# [TASK GOAL]
Convert the data below into a Markdown table with two columns, Row and Line, numbering each line in order and leaving out blank lines.

# [RECORDED INFORMATION]
▼
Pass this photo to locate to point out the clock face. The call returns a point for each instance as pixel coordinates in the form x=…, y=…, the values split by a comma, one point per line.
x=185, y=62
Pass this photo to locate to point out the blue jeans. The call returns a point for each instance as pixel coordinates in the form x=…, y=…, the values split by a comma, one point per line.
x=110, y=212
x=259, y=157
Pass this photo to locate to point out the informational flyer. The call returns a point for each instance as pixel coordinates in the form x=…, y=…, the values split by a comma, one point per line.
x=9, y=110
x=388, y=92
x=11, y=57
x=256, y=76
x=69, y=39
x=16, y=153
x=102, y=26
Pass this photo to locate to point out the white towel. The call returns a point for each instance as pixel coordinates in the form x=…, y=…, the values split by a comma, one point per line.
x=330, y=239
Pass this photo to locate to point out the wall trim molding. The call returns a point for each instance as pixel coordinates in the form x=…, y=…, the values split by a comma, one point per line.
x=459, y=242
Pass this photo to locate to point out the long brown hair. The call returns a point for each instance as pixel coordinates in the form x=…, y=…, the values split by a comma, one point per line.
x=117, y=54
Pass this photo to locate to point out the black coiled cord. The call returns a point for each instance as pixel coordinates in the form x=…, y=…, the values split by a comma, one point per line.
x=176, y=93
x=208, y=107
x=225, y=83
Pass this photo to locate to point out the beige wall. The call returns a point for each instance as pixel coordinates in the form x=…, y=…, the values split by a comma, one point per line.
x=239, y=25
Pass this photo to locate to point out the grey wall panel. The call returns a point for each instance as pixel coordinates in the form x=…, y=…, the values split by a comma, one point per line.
▲
# [RESPONSE]
| Row | Line |
|---|---|
| 1 | Pass this photo to locate to point out the clock face. The call returns a point for each instance as pixel coordinates in the form x=…, y=…, the values split by a comma, one point per line. |
| 2 | x=185, y=62 |
| 3 | Pass this photo to locate to point out the blue jeans. The call returns a point for each instance as pixel coordinates in the form x=…, y=…, the values split by a comma, one point per line. |
| 4 | x=110, y=212 |
| 5 | x=259, y=157 |
| 6 | Pass this photo to locate to point out the informational flyer. The call returns a point for each instance as pixel coordinates in the form x=…, y=…, the values split by a comma, one point per line. |
| 7 | x=9, y=110 |
| 8 | x=388, y=92 |
| 9 | x=11, y=57 |
| 10 | x=256, y=76 |
| 11 | x=69, y=39 |
| 12 | x=16, y=153 |
| 13 | x=102, y=26 |
| 14 | Pass this photo to locate to point out the white towel. The call returns a point for each instance as pixel coordinates in the form x=…, y=…, the values split by a comma, one point per line. |
| 15 | x=330, y=239 |
| 16 | Pass this photo to locate to point out the wall trim molding. The call returns a point for each instance as pixel coordinates in the form x=…, y=…, the values split by a comma, one point per line. |
| 17 | x=459, y=242 |
| 18 | Pass this photo to locate to point out the long brown hair. The call returns a point for each instance as pixel coordinates in the form x=…, y=…, the values split by a comma, one point per line. |
| 19 | x=117, y=54 |
| 20 | Pass this photo to locate to point out the black coiled cord. The call returns a point for each instance as pixel coordinates in the form x=…, y=…, the values split by a comma, one point per line. |
| 21 | x=176, y=93 |
| 22 | x=208, y=107 |
| 23 | x=225, y=83 |
| 24 | Pass this photo to locate to point out the beige wall. The call returns a point for each instance as pixel coordinates in the form x=…, y=…, the values split by a comma, one point per line. |
| 25 | x=239, y=25 |
| 26 | Pass this photo to locate to point out the grey wall panel. The call returns a point for each instance as pixel coordinates in the form x=…, y=…, the values split by a comma, one point per line. |